**Challenge**
From the line containing "Where can you find the black shoe" through the last line of the data, return those lines exactly as written and nothing more.

══ The input ══

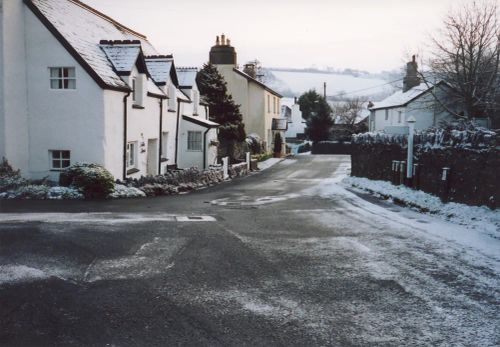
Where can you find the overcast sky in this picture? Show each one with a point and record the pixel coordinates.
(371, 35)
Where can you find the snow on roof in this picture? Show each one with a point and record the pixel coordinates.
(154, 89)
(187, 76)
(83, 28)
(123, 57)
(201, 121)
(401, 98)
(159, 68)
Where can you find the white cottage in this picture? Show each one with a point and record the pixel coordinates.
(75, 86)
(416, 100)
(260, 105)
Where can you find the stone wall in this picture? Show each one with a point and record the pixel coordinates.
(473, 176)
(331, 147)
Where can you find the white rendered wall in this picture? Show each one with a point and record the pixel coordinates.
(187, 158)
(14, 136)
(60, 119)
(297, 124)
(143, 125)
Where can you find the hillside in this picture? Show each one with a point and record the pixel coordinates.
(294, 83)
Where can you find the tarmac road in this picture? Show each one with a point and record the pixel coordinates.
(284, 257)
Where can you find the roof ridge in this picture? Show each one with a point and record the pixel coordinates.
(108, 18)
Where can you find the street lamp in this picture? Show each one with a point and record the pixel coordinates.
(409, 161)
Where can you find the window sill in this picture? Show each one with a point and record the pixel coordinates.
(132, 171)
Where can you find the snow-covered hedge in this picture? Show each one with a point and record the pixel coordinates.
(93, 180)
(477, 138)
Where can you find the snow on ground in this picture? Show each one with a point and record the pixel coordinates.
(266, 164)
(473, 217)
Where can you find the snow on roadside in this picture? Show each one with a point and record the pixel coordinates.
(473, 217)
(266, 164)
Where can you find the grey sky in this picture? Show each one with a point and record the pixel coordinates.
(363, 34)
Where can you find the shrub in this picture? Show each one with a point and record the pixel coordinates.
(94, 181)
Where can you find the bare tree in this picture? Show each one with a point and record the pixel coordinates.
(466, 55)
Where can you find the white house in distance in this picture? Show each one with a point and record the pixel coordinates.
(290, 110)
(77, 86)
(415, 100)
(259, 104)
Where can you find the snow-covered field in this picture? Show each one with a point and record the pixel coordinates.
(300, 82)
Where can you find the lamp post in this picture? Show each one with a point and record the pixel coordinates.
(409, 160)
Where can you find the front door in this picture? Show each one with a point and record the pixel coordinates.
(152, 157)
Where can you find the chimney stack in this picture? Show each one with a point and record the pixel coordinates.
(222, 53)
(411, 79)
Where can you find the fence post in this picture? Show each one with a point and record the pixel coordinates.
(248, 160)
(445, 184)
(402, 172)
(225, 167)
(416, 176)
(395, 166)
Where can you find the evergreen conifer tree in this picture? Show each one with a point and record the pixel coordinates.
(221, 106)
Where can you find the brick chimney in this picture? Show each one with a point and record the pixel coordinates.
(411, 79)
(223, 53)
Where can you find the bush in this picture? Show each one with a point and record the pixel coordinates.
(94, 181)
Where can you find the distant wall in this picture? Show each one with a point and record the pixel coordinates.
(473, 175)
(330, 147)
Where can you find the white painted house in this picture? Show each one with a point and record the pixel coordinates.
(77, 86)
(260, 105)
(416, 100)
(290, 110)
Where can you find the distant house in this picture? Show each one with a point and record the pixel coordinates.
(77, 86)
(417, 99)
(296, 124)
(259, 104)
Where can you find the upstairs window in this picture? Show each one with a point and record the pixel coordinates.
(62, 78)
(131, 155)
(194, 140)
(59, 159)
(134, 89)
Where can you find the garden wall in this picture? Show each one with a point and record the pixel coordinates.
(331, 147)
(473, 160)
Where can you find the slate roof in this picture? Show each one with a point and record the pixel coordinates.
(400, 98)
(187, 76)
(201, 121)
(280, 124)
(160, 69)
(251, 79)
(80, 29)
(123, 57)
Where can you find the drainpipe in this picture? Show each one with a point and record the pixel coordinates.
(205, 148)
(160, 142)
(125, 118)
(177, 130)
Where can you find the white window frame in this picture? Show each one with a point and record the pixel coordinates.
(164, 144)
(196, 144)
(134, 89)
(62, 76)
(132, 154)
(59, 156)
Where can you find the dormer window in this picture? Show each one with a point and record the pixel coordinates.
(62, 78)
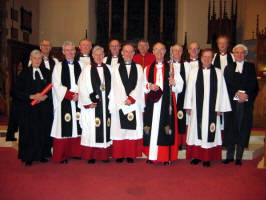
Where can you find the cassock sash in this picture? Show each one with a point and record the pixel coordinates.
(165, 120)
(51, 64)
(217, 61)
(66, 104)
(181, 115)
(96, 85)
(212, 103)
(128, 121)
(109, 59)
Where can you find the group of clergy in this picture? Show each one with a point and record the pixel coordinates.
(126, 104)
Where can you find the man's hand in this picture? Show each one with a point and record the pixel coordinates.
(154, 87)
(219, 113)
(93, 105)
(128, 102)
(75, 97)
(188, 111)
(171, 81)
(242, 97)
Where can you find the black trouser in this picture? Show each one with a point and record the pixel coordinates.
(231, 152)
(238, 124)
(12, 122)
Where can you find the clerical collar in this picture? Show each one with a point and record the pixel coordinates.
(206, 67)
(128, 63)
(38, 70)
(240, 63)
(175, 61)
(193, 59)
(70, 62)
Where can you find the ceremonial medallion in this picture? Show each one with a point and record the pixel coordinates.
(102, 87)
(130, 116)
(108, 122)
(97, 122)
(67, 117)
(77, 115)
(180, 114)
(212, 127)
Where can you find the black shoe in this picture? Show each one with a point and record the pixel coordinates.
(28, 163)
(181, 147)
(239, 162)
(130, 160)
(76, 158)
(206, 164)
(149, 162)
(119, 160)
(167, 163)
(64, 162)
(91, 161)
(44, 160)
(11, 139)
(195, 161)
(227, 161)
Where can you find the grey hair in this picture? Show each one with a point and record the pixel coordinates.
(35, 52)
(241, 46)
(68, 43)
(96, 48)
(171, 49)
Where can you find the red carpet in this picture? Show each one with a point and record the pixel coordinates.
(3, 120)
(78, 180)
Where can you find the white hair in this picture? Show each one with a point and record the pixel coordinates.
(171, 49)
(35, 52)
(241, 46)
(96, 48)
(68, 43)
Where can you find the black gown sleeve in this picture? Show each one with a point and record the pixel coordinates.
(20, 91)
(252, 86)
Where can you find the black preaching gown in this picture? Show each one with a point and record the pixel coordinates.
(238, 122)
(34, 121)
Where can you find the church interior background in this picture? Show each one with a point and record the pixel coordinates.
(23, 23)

═══

**Solution to this exercise**
Where can you find the black shoe in this picture? Show each one with a point and record the pixel coordinates.
(28, 163)
(181, 147)
(239, 162)
(130, 160)
(76, 158)
(206, 164)
(149, 162)
(119, 160)
(167, 163)
(64, 162)
(91, 161)
(44, 160)
(11, 139)
(195, 161)
(227, 161)
Where can you find the grey hair in this picture? Show each one with a point and record the pixel coordinates.
(35, 52)
(241, 46)
(68, 43)
(96, 48)
(171, 49)
Where can you find the red carpet in this picture? Show each one with a point and record the pixel coordinates.
(3, 120)
(78, 180)
Where can you find the white hair in this picture? Show each one with a point and record the pixel coordinates.
(171, 49)
(35, 52)
(241, 46)
(96, 48)
(68, 43)
Where can you find the black gown sleeve in this picture? Show each one with a point and record the pixel coordinates.
(20, 91)
(252, 86)
Where can you find the black preaching gown in this picture? Show each one with a point and record the pixel coordinates.
(238, 122)
(34, 121)
Where can you find the church interior background in this picture? Show each one with a point and record the pixel coordinates.
(23, 23)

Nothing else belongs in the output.